Source text =
------------------------------------

NEW YORK (Reuters) - Picking the right college is not just a matter of finding a good fit for a student’s talents and interests, but it also should involve what a family can reasonably afford.
As U.S. high school seniors prepare their college wish lists for yet another round of the admissions process, more parents than ever are scrutinizing the price tags. A recent T. Rowe Price survey on “Parents, Kids & Money” found that 74 percent of parents would be willing to send their kids to a less expensive school to avoid debt, compared to 61 percent last year.
Figuring out what a family can afford starts with filling out the Free Application for Federal Student Aid (FAFSA), which opens on Oct. 1. This federal form computes an expected family contribution that many colleges will use to determine aid.
There are other factors that affect a student’s total financial package and some families turn to admissions experts like Peter Van Buskirk to help them sort through their individual situations. A 25-year veteran admissions officer from Franklin & Marshall College in Lancaster, Pennsylvania, Van Buskirk is now director of student advocacy at Revolution Prep, a national group that provides academic support to students and maintains the website bestcollegefit.com.

------------------------------------

Data section =
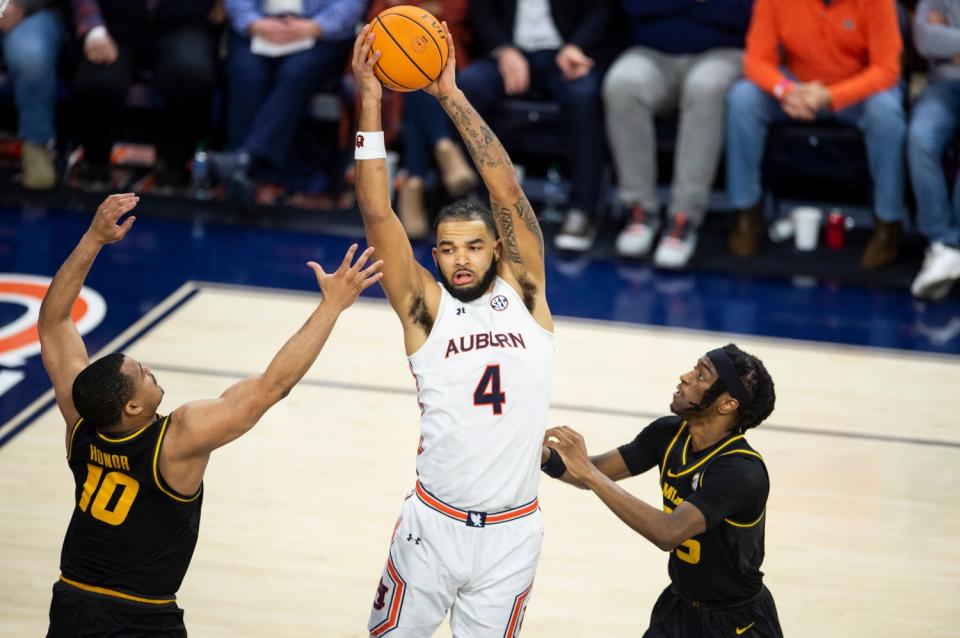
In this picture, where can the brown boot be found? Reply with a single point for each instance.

------------------------------------

Problem set =
(A) According to the article, on what date does the FAFSA open?
(B) Please return the stretch of the article from "There are other" through "the website bestcollegefit.com.".
(C) Tell whether each statement agrees with the article, answering yes or no and quoting the deciding words. (i) The T. Rowe Price survey found that 74 percent of parents would send their kids to a less expensive school to avoid debt. (ii) Peter Van Buskirk spent 15 years as an admissions officer at Franklin & Marshall College. (iii) Revolution Prep maintains the website bestcollegefit.com.
The data are not needed for any of this work.

Expected outputs =
(A) Oct. 1

(B)
There are other factors that affect a student’s total financial package and some families turn to admissions experts like Peter Van Buskirk to help them sort through their individual situations. A 25-year veteran admissions officer from Franklin & Marshall College in Lancaster, Pennsylvania, Van Buskirk is now director of student advocacy at Revolution Prep, a national group that provides academic support to students and maintains the website bestcollegefit.com.

(C)
(i) Yes: "found that 74 percent of parents would be willing to send their kids to a less expensive school to avoid debt"
(ii) No: "A 25-year veteran admissions officer from Franklin & Marshall College"
(iii) Yes: "Revolution Prep, a national group that provides academic support to students and maintains the website bestcollegefit.com"